The data
•••••

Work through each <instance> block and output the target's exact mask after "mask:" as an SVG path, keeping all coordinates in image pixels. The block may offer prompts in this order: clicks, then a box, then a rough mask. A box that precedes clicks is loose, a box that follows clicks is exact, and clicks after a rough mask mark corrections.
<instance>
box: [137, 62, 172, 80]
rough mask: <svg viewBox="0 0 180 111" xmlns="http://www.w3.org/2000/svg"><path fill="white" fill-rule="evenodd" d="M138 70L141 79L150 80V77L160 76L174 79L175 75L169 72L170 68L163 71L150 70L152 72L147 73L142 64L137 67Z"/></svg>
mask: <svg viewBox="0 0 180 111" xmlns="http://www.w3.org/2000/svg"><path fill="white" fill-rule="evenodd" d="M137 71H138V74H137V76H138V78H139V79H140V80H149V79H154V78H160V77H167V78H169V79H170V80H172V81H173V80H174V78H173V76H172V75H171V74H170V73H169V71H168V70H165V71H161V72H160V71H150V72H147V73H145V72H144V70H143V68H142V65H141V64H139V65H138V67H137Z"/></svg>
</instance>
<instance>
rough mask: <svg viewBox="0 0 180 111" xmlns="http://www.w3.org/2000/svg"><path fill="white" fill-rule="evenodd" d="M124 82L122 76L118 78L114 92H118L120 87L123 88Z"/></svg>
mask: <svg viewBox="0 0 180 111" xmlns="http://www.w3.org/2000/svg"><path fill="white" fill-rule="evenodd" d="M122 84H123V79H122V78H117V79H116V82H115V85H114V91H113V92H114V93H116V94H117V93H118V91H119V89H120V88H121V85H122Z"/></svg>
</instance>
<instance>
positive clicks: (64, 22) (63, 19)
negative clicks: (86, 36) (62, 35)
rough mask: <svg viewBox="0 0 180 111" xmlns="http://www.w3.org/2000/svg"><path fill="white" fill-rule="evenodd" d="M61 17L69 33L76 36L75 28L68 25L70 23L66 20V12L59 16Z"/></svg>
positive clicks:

•••••

Task details
Copy each line of the data above exactly as it appears.

Your solution
Work through each <instance> block and output the target's exact mask after "mask:" as an SVG path, keeping all coordinates in image pixels. The block may offer prompts in this order: clicks, then a box, then a rough mask. A box that precedes clicks is loose, a box that follows clicks is exact, and clicks after a rough mask mark corrections.
<instance>
box: [137, 62, 172, 80]
rough mask: <svg viewBox="0 0 180 111" xmlns="http://www.w3.org/2000/svg"><path fill="white" fill-rule="evenodd" d="M138 70L141 79L150 80V77L160 76L174 79L175 75L169 72L170 68L163 71L150 70L152 72L147 73L142 64L137 67Z"/></svg>
mask: <svg viewBox="0 0 180 111" xmlns="http://www.w3.org/2000/svg"><path fill="white" fill-rule="evenodd" d="M137 71H138V74H137V76H138V78H139V79H140V80H149V79H154V78H160V77H167V78H169V79H170V80H172V81H173V80H174V78H173V76H172V75H171V74H170V73H169V71H168V70H165V71H161V72H160V71H150V72H147V73H145V72H144V70H143V68H142V65H141V64H139V65H138V67H137Z"/></svg>
</instance>
<instance>
rough mask: <svg viewBox="0 0 180 111" xmlns="http://www.w3.org/2000/svg"><path fill="white" fill-rule="evenodd" d="M124 82L122 76L118 78L114 92H118L120 87L123 88Z"/></svg>
mask: <svg viewBox="0 0 180 111" xmlns="http://www.w3.org/2000/svg"><path fill="white" fill-rule="evenodd" d="M122 84H123V79H122V78H117V79H116V82H115V85H114V91H113V92H114V93H116V94H117V93H118V91H119V89H120V88H121V85H122Z"/></svg>
</instance>
<instance>
positive clicks: (64, 22) (63, 19)
negative clicks: (86, 36) (62, 35)
rough mask: <svg viewBox="0 0 180 111" xmlns="http://www.w3.org/2000/svg"><path fill="white" fill-rule="evenodd" d="M61 17L69 33L76 36L75 28L68 25L70 23L66 20V12L59 16Z"/></svg>
positive clicks:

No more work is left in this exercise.